TASK INSTRUCTIONS: What you return should be the lines of the data containing "metal", each in full.
DATASET ENTRIES START
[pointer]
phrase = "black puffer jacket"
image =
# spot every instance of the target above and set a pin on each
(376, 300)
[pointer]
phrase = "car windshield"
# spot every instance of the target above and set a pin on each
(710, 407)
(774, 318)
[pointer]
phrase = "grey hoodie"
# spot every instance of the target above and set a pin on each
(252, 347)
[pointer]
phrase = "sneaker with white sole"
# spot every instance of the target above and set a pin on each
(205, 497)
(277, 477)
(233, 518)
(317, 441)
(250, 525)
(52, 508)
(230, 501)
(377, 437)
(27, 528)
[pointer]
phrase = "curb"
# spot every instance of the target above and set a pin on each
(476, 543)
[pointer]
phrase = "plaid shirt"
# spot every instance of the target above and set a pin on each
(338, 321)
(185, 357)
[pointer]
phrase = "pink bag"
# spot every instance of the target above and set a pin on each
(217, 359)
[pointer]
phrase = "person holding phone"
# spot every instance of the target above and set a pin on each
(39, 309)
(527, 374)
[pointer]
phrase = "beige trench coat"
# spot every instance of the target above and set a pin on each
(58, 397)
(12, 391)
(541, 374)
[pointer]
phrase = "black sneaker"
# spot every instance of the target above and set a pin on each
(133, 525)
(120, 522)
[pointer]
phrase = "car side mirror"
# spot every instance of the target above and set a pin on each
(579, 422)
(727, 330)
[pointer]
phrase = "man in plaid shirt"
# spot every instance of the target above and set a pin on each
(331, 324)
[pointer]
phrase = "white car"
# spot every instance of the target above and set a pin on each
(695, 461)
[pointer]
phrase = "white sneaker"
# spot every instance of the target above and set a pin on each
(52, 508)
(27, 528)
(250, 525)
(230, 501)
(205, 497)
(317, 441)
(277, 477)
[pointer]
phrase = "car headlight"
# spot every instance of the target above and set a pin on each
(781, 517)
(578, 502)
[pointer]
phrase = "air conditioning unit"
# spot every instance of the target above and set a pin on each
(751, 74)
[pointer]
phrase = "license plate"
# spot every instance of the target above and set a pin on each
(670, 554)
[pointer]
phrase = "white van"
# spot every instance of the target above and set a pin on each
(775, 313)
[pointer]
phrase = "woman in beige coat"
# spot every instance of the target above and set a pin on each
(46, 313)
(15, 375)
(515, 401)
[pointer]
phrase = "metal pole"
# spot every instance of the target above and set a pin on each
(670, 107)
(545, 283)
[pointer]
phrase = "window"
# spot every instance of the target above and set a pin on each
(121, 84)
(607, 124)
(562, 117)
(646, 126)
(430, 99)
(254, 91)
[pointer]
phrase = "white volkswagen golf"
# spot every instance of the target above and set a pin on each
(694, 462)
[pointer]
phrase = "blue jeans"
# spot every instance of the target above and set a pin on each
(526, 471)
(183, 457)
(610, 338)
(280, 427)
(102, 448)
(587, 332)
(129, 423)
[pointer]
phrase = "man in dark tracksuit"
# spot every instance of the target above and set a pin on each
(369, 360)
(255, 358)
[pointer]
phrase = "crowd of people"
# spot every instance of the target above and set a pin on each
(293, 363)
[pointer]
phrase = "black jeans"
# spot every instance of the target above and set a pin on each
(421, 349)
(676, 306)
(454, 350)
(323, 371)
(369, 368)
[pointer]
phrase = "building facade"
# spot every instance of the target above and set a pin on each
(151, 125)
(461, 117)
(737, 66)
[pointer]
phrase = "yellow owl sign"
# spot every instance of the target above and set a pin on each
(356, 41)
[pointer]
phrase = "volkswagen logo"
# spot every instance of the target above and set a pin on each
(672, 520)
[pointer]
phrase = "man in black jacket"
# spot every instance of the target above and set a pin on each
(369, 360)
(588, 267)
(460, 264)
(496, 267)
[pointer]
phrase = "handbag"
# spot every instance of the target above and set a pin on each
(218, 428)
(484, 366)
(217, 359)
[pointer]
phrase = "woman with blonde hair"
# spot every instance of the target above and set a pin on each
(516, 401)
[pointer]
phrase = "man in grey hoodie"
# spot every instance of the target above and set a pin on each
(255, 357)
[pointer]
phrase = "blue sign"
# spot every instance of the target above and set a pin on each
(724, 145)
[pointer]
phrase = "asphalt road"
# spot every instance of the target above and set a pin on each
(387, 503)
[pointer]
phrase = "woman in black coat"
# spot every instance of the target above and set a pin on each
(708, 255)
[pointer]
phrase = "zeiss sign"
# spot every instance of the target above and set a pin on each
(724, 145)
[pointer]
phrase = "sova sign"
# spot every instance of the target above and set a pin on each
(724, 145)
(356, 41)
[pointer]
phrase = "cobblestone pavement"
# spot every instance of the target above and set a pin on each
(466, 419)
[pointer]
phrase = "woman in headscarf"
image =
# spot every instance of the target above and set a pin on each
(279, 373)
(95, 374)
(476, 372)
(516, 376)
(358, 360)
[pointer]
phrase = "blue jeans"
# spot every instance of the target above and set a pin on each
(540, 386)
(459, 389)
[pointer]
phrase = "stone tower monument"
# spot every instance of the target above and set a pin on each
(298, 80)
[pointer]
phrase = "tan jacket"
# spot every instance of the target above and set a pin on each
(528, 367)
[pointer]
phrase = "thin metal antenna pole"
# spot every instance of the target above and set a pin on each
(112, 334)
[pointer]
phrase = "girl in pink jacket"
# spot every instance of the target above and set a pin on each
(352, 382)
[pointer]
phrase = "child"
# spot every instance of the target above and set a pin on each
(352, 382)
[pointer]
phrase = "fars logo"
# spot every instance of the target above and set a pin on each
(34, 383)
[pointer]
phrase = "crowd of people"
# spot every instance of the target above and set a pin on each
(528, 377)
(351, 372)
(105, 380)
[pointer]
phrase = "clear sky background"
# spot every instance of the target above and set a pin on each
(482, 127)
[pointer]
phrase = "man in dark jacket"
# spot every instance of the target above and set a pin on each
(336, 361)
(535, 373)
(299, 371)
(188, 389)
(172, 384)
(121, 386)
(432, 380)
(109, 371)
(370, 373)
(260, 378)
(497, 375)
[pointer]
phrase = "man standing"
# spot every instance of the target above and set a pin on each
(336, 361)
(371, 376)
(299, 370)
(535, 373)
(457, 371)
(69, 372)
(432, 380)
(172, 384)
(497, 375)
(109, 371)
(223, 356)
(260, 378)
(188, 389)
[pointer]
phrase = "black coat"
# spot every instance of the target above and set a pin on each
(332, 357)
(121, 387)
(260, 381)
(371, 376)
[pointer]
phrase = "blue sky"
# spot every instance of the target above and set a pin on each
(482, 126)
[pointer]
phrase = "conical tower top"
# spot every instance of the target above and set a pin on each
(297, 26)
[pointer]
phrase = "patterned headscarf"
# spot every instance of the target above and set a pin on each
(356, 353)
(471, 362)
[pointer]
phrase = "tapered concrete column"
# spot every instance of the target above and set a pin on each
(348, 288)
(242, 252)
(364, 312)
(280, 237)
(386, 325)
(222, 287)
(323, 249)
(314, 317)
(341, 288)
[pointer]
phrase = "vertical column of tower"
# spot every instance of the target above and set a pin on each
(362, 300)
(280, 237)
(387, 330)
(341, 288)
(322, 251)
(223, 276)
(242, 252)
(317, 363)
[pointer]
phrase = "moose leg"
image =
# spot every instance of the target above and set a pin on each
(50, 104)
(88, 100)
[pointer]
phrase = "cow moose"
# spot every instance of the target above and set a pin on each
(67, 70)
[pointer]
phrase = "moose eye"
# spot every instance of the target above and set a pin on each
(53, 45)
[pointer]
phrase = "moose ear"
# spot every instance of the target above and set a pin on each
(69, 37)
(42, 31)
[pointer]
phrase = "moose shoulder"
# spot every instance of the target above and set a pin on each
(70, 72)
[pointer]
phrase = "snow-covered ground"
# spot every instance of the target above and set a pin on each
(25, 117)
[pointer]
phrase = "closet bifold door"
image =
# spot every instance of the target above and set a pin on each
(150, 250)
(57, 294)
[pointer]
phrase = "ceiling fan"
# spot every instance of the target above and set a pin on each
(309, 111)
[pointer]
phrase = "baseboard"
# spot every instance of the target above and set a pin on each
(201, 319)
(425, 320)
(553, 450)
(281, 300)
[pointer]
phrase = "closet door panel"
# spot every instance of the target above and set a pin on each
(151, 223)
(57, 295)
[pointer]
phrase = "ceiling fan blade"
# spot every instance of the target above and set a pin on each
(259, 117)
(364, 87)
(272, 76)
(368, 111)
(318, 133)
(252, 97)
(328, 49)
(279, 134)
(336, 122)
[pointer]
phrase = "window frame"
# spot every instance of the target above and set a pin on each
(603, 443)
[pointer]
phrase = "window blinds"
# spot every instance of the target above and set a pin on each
DATASET ENTRIES END
WRITTEN ANSWER:
phrase = "metal pole"
phrase = "thin metal antenna pole"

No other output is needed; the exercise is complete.